BEGIN

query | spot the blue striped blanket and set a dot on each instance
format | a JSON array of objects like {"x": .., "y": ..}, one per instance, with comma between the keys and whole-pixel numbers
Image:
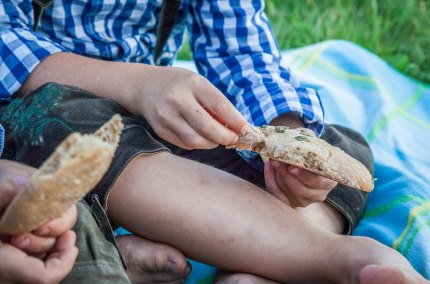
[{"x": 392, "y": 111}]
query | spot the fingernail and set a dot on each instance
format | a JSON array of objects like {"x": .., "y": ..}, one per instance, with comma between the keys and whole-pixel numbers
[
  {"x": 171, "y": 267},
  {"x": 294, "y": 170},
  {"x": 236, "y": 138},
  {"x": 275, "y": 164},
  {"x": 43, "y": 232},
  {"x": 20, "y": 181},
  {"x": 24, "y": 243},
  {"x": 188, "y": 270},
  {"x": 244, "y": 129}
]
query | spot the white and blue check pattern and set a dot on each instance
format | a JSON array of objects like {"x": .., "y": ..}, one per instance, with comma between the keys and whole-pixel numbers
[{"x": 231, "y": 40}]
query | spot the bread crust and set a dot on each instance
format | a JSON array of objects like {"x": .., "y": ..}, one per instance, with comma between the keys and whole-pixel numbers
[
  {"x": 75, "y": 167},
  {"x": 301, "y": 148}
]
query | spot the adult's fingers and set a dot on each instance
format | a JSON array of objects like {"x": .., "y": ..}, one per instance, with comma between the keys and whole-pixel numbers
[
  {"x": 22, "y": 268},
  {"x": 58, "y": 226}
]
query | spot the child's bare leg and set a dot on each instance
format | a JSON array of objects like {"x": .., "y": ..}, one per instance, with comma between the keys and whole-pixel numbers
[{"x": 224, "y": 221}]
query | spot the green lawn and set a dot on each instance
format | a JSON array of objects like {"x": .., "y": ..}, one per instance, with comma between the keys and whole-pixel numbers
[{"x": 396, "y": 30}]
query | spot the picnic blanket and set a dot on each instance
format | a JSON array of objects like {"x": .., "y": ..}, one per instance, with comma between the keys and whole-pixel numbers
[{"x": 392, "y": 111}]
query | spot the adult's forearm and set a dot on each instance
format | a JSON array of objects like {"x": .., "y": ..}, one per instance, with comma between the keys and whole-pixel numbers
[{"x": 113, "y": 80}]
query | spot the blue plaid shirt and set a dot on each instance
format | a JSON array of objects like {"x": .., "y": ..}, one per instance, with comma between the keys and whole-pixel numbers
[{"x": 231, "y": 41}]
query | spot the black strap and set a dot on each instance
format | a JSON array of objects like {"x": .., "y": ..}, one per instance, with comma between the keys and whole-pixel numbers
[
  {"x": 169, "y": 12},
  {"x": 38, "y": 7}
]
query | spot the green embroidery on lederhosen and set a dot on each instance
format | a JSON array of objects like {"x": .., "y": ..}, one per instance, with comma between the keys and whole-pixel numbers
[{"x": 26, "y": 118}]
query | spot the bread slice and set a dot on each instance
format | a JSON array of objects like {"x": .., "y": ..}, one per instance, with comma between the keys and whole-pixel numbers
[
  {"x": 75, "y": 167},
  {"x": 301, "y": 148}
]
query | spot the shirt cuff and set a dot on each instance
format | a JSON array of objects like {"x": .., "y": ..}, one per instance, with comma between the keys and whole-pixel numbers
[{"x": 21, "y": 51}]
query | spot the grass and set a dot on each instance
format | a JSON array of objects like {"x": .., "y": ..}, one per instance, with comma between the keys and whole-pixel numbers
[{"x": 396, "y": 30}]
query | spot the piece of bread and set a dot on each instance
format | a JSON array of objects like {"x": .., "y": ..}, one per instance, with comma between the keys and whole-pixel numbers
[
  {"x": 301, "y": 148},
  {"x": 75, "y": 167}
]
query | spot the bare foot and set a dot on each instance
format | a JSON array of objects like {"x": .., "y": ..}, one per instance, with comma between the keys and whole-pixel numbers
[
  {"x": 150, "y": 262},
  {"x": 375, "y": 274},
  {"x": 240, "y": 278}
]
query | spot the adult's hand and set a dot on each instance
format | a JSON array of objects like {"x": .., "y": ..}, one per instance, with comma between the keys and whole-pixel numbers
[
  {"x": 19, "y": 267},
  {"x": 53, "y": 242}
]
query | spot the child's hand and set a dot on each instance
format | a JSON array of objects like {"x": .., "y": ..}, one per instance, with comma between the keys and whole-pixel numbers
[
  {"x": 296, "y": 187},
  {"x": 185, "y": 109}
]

END
BEGIN

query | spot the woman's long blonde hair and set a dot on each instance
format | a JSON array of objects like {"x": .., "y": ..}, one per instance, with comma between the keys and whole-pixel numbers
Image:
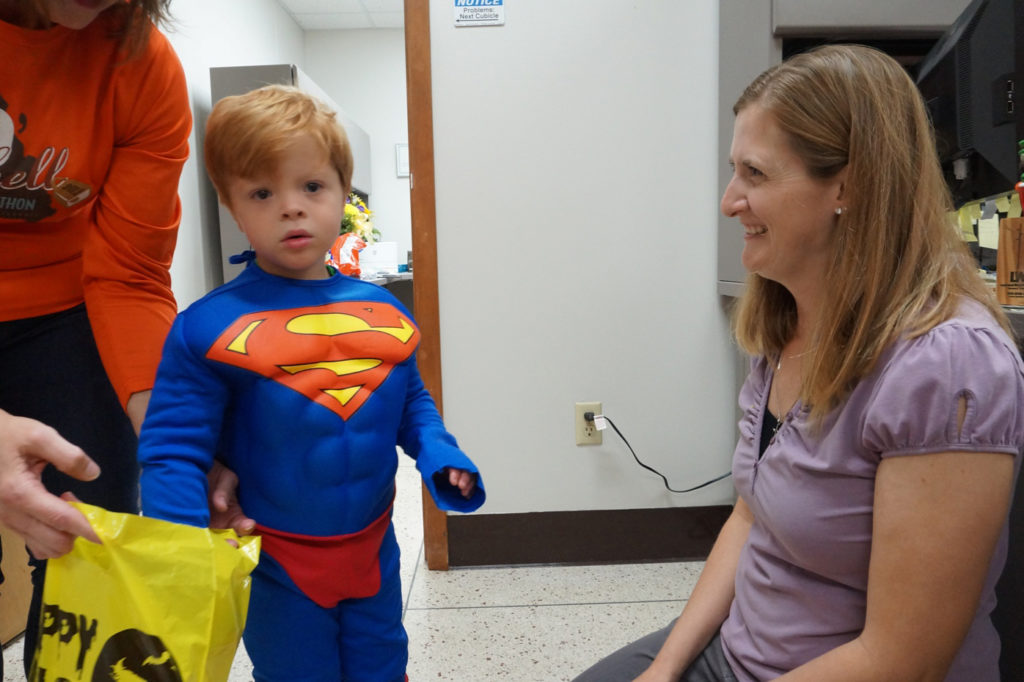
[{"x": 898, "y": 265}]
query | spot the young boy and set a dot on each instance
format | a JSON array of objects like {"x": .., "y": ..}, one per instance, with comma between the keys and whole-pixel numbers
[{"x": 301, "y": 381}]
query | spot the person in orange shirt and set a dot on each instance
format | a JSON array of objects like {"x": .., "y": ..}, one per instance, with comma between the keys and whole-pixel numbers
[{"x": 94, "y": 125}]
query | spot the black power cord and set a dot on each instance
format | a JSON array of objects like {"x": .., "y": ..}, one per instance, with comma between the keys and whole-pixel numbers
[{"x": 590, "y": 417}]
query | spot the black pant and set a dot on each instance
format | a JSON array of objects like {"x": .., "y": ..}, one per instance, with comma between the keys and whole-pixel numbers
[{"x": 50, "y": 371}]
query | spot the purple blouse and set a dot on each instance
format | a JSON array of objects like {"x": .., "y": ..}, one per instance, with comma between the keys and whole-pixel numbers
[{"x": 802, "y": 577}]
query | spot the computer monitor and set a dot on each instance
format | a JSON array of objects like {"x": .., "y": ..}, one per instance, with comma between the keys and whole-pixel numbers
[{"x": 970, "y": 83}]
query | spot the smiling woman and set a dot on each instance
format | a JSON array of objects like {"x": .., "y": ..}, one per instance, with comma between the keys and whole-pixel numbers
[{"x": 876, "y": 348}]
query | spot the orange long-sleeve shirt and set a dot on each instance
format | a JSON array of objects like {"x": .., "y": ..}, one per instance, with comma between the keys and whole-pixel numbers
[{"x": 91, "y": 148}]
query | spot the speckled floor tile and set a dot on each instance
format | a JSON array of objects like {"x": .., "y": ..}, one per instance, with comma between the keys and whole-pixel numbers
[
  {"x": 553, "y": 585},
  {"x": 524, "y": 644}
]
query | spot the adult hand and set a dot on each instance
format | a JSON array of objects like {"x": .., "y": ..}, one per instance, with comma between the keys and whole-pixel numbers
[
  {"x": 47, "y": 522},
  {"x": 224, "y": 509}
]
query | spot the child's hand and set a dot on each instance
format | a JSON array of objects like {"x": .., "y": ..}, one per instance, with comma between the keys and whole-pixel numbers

END

> **Work item**:
Go through the data and copy every line that includes "bread".

> **Final answer**:
query | spot the bread crust and set a dot on each instance
query | spot the bread slice and set a dot on each instance
query | spot the piece of bread and set a dot on each instance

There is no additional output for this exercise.